Reproduce each of the following lines verbatim.

━━ RECORDS TO PROCESS ━━

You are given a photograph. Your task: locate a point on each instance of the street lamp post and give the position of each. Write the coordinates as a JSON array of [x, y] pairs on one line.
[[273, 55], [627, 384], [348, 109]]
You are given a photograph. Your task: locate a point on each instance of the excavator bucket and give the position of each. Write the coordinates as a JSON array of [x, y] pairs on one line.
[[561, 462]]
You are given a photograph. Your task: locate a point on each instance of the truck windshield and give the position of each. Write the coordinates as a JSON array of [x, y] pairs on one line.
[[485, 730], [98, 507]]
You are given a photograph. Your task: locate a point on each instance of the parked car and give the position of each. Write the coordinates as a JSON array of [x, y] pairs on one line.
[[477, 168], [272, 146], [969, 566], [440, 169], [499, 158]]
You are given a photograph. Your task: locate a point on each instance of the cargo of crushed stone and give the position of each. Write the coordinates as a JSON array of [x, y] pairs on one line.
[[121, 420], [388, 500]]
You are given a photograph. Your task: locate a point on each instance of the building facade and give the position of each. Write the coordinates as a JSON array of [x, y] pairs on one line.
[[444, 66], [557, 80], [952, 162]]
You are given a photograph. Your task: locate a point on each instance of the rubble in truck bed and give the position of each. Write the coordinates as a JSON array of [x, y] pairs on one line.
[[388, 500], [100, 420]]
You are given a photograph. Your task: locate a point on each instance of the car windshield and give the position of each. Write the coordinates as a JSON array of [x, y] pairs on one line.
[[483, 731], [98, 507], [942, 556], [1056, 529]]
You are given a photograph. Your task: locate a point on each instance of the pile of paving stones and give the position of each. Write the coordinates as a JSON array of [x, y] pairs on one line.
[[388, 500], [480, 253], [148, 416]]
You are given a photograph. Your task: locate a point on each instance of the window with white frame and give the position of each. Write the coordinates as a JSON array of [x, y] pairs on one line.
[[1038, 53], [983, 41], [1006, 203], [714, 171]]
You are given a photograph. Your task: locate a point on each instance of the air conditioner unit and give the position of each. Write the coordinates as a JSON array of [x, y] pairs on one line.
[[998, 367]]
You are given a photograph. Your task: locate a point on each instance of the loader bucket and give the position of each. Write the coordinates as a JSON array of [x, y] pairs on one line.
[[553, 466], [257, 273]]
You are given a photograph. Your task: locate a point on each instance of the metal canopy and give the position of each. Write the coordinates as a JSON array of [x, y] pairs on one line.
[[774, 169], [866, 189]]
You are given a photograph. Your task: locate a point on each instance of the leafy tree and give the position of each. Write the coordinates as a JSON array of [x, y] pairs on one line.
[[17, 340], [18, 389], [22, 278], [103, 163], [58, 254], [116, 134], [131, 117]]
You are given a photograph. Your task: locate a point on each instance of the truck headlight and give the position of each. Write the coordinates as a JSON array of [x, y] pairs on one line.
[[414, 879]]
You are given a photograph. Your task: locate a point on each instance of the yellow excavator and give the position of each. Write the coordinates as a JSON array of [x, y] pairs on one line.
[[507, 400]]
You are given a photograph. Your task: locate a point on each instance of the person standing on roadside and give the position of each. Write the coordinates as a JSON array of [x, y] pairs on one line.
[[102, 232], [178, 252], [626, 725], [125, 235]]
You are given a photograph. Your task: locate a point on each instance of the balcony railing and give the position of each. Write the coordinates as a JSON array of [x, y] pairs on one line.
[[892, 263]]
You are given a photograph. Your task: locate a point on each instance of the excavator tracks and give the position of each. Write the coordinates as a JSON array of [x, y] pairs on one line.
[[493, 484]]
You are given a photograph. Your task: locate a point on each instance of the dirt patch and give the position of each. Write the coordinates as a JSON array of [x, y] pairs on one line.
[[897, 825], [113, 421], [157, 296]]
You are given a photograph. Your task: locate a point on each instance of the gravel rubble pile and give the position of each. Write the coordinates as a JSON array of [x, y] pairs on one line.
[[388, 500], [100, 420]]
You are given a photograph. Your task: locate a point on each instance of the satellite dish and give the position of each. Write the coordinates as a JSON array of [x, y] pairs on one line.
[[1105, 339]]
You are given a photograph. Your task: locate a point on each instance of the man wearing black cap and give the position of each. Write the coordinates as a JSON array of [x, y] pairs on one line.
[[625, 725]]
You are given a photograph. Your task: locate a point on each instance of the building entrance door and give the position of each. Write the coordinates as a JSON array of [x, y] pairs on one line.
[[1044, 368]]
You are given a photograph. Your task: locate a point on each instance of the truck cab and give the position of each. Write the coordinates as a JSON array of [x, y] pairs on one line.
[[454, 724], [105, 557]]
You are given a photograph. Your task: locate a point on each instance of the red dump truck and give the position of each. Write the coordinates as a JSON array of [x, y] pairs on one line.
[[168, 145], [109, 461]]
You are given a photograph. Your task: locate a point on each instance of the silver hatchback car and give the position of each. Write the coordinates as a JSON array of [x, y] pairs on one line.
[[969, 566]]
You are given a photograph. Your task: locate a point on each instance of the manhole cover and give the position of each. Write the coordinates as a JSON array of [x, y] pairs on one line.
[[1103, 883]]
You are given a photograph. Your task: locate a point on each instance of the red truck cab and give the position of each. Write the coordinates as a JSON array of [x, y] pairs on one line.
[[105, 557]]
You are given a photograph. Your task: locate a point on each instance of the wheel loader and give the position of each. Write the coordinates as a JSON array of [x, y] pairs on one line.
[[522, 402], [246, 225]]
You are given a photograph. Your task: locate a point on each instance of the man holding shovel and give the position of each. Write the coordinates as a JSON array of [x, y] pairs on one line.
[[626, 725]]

━━━

### EXERCISE RESULT
You are given a photograph. Your task: locate a point on each instance of the street lamp post and give the position of each. Write the coordinates as a JSON array of [x, y] pairs on one line.
[[273, 55], [627, 384], [348, 109]]
You are given a photograph. Your task: locate a point on each instance of the excavator bucket and give the position of each. Write the coordinates as a JSON array of [x, y] pairs on one line.
[[561, 462]]
You are given a photograph. Your task: locate a point on each instance of the truck windshield and give the position of each. Write the coordinates as a JSON array of [x, y] pairs on one line.
[[485, 730], [98, 507]]
You are given a photograph. Your task: locate a point on each instance of the parked car and give the position of each. Write the coordinates as a JSON array of [x, y] pairs on one line.
[[477, 168], [272, 146], [969, 566], [440, 169], [499, 158]]
You are given a photograph. Your task: locate a point on each instance of the cargo of crushed stone and give the position of each. Write the coordinates as a JSON array of [x, y] pairs on one line.
[[121, 420], [388, 500]]
You are given a photograph. Your task: locate a point on each instance of the building facade and give the position of each. Write the coordinates as a JSON array of [x, y] pairs on one line.
[[444, 66], [557, 80], [952, 162]]
You are given a photograph. Your task: locate a point on each instance of the rubble in truck bed and give the position of each. Write the coordinates as a JSON array of [x, y] pairs on one line.
[[388, 500], [100, 420]]
You are given a photograph. Your task: locate a point on each instance of the car windshield and give the position of each. Write the coordinates as a JSON array of [x, y] pairs on one line.
[[483, 731], [98, 507], [942, 556], [1056, 529]]
You are given a photograph. Your task: locate a point on each instance of the pile of paving stones and give the position of each. Write the coordinates as a JSON array of [x, y] pairs on one line.
[[388, 500], [480, 253], [148, 416]]
You are given a photograph. Your task: locate a point on each instance of the window with white frame and give the position of each. Write the coordinates as a JSON array of [x, y] pairs on one line.
[[1038, 53], [983, 41], [1006, 203], [714, 171]]
You are given a photograph. Your task: locate a point on each instance of the air conditioner unit and give the position of each. Write the coordinates as a JSON array of [x, y] pairs on one line.
[[998, 367]]
You are given a photograph. Your task: locate a point on each instance of the loader bucket and give the position of each. Write the coordinates as a JSON array of [x, y] pairs on one line.
[[553, 466], [257, 273]]
You are given a photograph. Your task: locate a point on each instance of the metal canopy and give the position of each. Write the coordinates as a JSON array of [x, y] pairs on one line.
[[774, 169], [866, 189]]
You are given a photograph. Your task: locate a point on each instance of the leafy tree and give the position of each. Write the coordinates as a JSON array of [x, y] pairs on one line.
[[17, 340], [18, 389], [22, 278], [103, 163], [58, 254], [116, 134], [131, 117]]
You are given a photograph. Your task: locate a point on each instance of the truck headlight and give the position of each. Write the coordinates as a JSON array of [x, y] pairs on one line.
[[414, 879]]
You are given a photograph. Your task: locate a point on each instance of the yellow excavator and give the position of each. Write the coordinates as a JSON array of [x, y] pairs on one line.
[[507, 400]]
You are given a photograph. Your task: locate a point on each instance of the person standing on roadside and give the position of each. Write the coordinates as a JSON array of [x, y] pairs on one line.
[[102, 232], [178, 252], [626, 725], [125, 235]]
You are given a photograph. Your task: locate a point on each instance of the balcony railing and give the position of each. Write the coordinates as a JSON array of [x, y] pairs on one line.
[[892, 263]]
You are given a photograph. Your task: locate a point on each instance of the excavator tracks and give the position of each. Write the coordinates as a JSON array of [x, y] pairs on one line.
[[493, 484]]
You are given a photograph. Your task: locate a point on each instance of the dirt patch and give the position of each. Write the coordinates as a JSON array of [x, y] pairs on one line.
[[897, 825], [113, 421], [157, 296]]
You are given a photograph. Your task: locate a point on each instance of the gravel rubble pile and give the position of each. Write the coordinates as a JSON array of [x, y] pairs on one line.
[[388, 500], [100, 420]]
You are given a photograph. Your task: locate a point on each instance of the satellite dish and give the position of each. Write the coordinates as a JSON array of [x, y] pairs on one line.
[[1105, 339]]
You are given a photograph. Your task: locate a point on each instance of the man wearing black cap and give the position of each. Write the coordinates as a JSON array of [x, y] pairs on one line.
[[625, 725]]
You are given a photograph. Your task: locate a point on each instance of the building entrance door and give the position of each. Write the coordinates as a JSON array of [x, y] pairs on one line.
[[1044, 368]]
You are given a photograph. Your task: locate a point on each instance of the truck cab and give the position of each. Write the coordinates as a JSON array of [x, y] pairs on one line.
[[454, 724], [105, 557]]
You are given a photograph. Your task: locate a point on each instance of the red dump truck and give the position of each. Write the coordinates as a JSON array of [x, y] pairs on one line.
[[168, 145], [109, 461]]
You are given a photograph. Your task: locate a point on each instance of the silver hatchback car and give the position of each. Write the coordinates as a JSON array of [x, y] pairs on one line.
[[969, 566]]
You are given a photograph. Your task: locate a point on each instance of the manhole cover and give the position of each. Write the coordinates as a JSON array of [x, y] pairs on one line.
[[1103, 883]]
You are given a photograph. Your task: locate a point on each instance of the red truck cab and give the position of each. Write the coordinates as a JSON array of [x, y] pairs on one line.
[[105, 557]]
You are given a photograph. Your task: locate a point on each instance of the wheel loader and give the position of each. Write the coordinates as a JSON array of [x, y] pairs on one line.
[[522, 402], [246, 225]]
You are given a photograph. Your task: locate a point on each instance of the man holding shovel and give the position of each. Write the coordinates as a JSON array of [x, y] pairs on one line.
[[626, 725]]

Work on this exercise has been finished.